What to produce:
Copy the items below from the line containing "Teacher note: have the class pick out the curry" through the end, keeping every line, and add 69 to each x and y coordinate in the answers.
>> begin Supplied material
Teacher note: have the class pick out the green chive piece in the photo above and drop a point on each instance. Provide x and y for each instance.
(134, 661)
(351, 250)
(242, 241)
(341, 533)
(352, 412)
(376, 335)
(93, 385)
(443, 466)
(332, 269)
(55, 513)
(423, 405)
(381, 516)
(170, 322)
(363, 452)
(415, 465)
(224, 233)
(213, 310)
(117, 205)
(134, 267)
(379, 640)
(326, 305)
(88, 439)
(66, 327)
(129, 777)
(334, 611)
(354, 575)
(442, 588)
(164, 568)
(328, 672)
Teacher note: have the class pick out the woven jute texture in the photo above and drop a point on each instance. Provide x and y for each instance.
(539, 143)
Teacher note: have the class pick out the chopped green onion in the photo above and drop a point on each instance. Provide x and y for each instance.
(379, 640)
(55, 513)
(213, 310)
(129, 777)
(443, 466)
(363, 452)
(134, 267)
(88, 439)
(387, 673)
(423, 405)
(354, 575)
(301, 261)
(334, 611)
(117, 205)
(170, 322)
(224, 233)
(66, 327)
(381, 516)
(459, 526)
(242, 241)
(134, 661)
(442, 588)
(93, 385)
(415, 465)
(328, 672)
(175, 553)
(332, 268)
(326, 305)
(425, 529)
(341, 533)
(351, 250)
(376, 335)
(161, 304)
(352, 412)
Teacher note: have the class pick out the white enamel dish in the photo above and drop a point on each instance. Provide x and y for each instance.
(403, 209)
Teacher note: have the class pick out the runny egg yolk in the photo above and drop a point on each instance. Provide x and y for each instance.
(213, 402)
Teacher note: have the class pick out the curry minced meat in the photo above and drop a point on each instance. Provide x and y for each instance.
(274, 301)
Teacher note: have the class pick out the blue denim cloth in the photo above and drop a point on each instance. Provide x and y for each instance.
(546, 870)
>> end Supplied material
Response below:
Teacher note: have the class pick out the curry minced meat in the photo above and drop a point on each instance. Provide x and y for each instance.
(343, 370)
Teacher note: have the class pick out the blue denim cloth in the photo above and drop a point on each instance. Provide x and y for each instance.
(615, 939)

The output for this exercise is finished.